可以看到确实是去遍历了 node上的 image ，数量越多，得分越高

 if state, ok := imageStates[normalizedImageName(container.Image)]; ok {
			sum += scaledImageScore(state, totalNumNodes)
		}

再看一个 MostRequestedPriority 评分情况

package priorities

import framework "k8s.io/kubernetes/pkg/scheduler/framework/v1alpha1"

var (
	mostRequestedRatioResources = DefaultRequestedRatioResources
	mostResourcePriority        = &ResourceAllocationPriority{"MostResourceAllocation", mostResourceScorer, mostRequestedRatioResources}

	// MostRequestedPriorityMap is a priority function that favors nodes with most requested resources.
	// It calculates the percentage of memory and CPU requested by pods scheduled on the node, and prioritizes
	// based on the maximum of the average of the fraction of requested to capacity.
	// Details: (cpu(10 * sum(requested) / capacity) + memory(10 * sum(requested) / capacity)) / 2
	MostRequestedPriorityMap = mostResourcePriority.PriorityMap
)
* * *
**问题描述**
请接着上面这段讲 Kubernetes 调度器评分源码的文字往下写，从它最后一行代码之后开始续写。

指向数据集节选:
* * *
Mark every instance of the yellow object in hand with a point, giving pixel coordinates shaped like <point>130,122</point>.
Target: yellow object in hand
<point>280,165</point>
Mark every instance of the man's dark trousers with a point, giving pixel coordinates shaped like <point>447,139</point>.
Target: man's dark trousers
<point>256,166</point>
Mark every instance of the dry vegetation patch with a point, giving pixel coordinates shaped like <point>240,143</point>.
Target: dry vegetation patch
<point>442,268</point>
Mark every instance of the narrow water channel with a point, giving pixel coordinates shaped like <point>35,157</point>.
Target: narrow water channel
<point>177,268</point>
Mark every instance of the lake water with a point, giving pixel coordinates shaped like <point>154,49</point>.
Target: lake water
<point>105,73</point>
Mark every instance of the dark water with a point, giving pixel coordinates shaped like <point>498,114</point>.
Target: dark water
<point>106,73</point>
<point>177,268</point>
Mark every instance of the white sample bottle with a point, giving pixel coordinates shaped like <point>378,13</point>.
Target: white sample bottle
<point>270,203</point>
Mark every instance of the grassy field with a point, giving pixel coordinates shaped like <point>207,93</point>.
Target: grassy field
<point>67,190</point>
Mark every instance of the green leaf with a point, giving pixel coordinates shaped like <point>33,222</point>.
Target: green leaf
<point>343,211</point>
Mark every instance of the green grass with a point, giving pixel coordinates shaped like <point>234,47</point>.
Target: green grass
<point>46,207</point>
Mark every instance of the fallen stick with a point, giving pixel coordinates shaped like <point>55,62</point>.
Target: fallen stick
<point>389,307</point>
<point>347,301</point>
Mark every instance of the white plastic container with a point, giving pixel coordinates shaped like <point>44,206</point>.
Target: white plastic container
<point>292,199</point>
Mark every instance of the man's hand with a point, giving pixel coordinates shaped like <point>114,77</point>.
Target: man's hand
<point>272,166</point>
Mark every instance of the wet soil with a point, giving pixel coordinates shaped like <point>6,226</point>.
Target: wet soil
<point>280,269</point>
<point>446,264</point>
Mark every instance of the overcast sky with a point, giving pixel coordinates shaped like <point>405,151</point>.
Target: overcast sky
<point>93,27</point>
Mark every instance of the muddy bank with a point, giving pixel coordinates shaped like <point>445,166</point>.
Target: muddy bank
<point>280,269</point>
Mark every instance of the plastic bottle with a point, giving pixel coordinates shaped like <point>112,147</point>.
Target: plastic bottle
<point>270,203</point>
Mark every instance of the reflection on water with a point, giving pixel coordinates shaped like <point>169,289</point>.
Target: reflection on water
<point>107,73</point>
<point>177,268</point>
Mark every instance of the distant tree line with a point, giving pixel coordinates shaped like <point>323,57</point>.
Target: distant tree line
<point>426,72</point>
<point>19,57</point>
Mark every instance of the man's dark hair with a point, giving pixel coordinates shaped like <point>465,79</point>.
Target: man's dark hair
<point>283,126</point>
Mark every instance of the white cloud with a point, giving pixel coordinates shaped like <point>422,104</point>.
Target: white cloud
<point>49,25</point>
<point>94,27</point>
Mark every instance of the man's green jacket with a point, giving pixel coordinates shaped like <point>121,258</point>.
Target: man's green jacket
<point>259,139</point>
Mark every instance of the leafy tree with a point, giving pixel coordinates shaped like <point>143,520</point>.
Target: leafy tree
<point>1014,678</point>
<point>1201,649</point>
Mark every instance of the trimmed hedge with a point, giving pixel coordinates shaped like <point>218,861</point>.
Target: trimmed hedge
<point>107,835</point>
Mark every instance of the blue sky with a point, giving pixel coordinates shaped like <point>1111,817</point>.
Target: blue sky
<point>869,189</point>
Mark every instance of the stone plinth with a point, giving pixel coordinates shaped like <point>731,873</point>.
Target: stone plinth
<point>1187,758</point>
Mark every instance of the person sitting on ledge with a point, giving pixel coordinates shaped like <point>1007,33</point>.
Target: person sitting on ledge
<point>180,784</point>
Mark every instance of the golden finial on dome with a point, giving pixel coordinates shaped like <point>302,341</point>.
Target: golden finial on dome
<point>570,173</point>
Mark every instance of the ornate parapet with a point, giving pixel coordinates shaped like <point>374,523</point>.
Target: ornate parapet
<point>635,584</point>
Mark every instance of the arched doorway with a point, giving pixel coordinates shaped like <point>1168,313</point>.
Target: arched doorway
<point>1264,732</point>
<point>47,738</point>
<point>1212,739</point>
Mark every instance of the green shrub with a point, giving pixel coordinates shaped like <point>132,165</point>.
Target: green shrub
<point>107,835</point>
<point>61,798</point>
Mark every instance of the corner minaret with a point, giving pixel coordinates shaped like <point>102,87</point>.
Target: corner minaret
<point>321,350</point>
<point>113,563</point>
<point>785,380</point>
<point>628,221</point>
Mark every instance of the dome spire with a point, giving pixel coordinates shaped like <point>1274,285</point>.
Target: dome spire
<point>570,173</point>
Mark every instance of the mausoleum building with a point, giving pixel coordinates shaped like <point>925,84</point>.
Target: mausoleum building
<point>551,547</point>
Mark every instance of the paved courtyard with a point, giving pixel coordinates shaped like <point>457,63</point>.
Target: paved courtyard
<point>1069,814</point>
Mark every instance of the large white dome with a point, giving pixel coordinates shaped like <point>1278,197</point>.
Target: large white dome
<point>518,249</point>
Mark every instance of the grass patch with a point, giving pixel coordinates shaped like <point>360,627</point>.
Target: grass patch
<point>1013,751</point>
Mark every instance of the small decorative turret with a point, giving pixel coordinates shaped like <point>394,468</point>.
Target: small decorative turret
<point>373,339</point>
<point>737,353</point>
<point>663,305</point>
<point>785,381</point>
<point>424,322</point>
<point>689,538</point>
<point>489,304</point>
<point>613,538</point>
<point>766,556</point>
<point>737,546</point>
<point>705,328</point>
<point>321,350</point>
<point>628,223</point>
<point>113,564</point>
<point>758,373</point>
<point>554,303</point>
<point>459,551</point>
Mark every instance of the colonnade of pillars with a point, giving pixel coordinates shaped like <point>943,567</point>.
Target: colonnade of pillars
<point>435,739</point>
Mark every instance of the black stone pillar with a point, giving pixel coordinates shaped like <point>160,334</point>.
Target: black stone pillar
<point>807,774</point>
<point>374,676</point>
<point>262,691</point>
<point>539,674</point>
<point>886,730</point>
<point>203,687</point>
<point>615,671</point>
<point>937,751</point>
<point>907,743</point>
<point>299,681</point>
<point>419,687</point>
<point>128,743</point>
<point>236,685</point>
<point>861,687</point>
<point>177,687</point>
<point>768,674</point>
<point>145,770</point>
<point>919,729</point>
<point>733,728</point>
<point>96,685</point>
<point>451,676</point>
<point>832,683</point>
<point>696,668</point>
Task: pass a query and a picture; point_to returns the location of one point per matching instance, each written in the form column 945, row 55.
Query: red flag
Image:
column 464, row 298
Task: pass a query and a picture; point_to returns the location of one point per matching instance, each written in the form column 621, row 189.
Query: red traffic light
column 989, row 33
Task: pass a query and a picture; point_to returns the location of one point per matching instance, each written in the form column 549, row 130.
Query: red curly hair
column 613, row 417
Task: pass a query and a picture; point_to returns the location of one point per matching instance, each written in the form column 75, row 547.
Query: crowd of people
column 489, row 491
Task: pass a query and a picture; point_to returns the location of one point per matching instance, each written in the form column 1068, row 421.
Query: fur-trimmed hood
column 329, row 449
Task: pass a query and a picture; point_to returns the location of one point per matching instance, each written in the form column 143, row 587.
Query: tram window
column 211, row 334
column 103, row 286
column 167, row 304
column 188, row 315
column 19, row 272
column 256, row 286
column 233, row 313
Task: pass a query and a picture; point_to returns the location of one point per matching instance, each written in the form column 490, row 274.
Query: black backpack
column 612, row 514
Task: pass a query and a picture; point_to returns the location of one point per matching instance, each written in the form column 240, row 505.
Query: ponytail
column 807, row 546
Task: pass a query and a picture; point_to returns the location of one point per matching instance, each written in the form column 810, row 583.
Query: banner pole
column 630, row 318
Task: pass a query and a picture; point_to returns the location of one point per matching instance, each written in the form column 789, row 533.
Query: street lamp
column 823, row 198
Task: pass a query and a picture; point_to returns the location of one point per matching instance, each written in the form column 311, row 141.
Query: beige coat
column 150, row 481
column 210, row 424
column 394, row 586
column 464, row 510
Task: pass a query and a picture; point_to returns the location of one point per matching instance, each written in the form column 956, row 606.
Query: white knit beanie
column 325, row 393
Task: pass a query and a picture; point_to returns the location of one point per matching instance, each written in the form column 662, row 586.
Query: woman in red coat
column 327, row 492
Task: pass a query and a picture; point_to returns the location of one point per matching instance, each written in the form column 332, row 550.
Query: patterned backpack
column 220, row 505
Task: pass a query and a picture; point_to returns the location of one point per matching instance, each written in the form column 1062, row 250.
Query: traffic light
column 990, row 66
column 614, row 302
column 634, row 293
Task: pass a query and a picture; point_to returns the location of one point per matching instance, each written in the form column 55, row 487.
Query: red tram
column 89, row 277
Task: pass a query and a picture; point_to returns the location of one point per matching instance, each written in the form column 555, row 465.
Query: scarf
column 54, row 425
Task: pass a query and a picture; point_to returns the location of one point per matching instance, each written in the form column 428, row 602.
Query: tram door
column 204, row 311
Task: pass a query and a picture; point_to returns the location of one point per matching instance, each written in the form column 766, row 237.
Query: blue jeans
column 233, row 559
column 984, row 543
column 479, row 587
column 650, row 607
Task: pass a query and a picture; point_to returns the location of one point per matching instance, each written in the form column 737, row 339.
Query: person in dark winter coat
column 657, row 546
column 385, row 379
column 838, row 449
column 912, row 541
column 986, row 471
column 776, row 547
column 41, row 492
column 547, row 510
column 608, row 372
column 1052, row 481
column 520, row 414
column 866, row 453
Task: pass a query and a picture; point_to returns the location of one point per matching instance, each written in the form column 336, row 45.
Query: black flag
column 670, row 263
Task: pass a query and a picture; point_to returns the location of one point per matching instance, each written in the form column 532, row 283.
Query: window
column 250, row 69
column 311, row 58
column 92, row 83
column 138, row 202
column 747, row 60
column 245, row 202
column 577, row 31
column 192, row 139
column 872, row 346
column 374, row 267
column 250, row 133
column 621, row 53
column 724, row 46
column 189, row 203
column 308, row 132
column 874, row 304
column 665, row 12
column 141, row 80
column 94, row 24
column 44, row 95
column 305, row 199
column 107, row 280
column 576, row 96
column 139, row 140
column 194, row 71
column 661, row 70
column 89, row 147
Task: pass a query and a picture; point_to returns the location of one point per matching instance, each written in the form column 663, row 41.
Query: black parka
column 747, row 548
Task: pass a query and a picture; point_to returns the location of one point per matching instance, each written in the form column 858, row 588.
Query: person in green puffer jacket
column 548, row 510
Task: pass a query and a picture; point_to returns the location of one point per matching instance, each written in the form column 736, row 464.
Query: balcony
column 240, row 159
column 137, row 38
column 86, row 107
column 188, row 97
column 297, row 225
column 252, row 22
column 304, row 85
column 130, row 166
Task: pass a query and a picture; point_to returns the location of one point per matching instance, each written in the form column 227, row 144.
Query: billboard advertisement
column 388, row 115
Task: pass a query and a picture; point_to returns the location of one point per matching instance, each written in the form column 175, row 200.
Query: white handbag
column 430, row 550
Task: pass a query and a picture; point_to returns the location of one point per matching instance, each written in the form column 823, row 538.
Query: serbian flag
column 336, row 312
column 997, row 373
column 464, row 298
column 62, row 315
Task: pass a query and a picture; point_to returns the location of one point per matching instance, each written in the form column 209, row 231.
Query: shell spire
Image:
* * *
**预期输出**
func mostResourceScorer(requested, allocable ResourceToValueMap, includeVolumes bool, requestedVolumes int, allocatableVolumes int) int64 {
	var nodeScore, weightSum int64
	for resource, weight := range mostRequestedRatioResources {
		resourceScore := mostRequestedScore(requested[resource], allocable[resource])
		nodeScore += resourceScore * weight
		weightSum += weight
	}
	return (nodeScore / weightSum)

}

// The used capacity is calculated on a scale of 0-10
// 0 being the lowest priority and 10 being the highest.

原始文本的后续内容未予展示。